WHAT YOU WILL DO
Collect every line in the listing below that contains the string "puck" and copy each one in full. Matching is case-sensitive.

RECORDS FOR THIS EXERCISE
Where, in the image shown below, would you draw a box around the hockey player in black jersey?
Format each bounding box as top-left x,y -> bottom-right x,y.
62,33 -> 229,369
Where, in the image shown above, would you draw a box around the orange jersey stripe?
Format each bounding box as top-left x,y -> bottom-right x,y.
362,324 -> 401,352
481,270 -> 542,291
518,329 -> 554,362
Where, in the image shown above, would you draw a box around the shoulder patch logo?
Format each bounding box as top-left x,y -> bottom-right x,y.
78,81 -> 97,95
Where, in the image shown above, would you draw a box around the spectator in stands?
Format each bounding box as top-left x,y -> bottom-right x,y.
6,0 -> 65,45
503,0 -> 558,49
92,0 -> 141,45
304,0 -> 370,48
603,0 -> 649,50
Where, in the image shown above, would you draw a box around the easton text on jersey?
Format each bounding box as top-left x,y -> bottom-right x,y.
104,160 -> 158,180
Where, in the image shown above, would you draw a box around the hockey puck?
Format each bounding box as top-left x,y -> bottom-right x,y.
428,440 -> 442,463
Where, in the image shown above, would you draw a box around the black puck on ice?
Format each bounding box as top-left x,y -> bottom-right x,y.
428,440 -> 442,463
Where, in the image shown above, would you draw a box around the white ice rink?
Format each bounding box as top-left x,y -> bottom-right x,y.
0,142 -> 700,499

THE RESPONSE
Where, in the image shown above, would you draw a box around the hockey puck?
Where, in the image shown above, would you draw a box around the black puck on ice?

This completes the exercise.